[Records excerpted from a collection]
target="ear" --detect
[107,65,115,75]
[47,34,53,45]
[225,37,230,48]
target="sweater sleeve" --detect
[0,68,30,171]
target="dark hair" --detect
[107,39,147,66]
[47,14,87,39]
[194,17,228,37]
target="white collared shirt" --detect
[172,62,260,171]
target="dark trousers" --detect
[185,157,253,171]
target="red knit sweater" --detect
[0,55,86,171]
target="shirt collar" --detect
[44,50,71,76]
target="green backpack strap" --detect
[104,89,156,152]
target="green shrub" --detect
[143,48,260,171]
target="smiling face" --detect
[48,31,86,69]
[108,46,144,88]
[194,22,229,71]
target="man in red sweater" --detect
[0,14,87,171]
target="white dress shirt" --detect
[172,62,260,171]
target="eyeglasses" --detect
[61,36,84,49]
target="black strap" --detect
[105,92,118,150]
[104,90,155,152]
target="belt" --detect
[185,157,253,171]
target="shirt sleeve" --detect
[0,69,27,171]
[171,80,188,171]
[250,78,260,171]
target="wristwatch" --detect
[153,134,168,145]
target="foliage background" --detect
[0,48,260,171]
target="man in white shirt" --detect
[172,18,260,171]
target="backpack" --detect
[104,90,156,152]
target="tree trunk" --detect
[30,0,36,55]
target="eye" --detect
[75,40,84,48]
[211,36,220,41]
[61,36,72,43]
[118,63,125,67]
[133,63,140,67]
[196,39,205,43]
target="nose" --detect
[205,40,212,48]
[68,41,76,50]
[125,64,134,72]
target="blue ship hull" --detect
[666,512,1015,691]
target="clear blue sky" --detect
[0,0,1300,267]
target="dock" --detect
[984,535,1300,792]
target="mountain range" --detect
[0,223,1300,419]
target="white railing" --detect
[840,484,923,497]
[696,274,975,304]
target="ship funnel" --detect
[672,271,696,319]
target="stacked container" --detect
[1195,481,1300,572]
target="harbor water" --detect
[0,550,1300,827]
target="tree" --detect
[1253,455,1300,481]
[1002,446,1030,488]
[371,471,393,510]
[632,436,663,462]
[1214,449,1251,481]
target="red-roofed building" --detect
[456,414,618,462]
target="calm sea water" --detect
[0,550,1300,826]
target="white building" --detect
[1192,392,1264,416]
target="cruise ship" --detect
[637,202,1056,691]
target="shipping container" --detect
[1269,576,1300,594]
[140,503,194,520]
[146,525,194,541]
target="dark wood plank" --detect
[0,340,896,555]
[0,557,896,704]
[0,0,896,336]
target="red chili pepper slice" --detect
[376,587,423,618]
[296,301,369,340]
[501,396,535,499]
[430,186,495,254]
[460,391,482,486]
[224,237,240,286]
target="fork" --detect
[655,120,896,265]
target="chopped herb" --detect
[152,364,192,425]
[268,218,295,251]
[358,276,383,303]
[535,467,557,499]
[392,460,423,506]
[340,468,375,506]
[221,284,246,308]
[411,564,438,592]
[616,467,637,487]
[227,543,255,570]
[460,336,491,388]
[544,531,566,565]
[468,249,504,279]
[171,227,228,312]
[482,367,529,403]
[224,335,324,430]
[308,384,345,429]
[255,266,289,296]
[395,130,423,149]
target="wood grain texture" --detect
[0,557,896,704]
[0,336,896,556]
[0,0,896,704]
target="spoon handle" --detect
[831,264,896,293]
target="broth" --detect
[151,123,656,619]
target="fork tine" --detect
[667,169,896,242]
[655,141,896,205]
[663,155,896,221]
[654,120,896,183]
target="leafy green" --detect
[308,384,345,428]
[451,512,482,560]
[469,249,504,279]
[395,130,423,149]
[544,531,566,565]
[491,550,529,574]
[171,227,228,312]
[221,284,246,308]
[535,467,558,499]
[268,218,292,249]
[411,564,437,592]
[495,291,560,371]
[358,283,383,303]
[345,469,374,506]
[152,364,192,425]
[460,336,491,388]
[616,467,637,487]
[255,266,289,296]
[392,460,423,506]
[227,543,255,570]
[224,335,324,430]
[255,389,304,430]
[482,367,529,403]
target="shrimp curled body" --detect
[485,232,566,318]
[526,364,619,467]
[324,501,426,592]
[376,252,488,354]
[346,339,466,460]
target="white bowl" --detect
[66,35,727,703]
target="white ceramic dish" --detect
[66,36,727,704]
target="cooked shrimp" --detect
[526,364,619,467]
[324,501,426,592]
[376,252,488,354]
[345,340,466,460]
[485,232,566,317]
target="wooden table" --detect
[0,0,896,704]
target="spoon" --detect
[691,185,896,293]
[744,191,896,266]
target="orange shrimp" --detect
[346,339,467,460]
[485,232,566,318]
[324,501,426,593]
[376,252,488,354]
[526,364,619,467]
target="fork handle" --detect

TO DO
Substitute "black" for every "dark" in the lines from the start of the records through the line holding "[0,55,86,171]", inclusive, and reproduce only those lines with everything else left unchanged.

EXPECTED OUTPUT
target="ear" --detect
[107,65,115,75]
[47,34,53,45]
[225,37,230,48]
target="sweater sleeve" --detect
[0,68,30,171]
target="black hair" --detect
[107,39,147,66]
[47,14,87,39]
[194,17,228,37]
target="white collared shirt" --detect
[172,62,260,171]
target="black trousers" --detect
[185,157,253,171]
target="red knit sweater" --detect
[0,55,86,171]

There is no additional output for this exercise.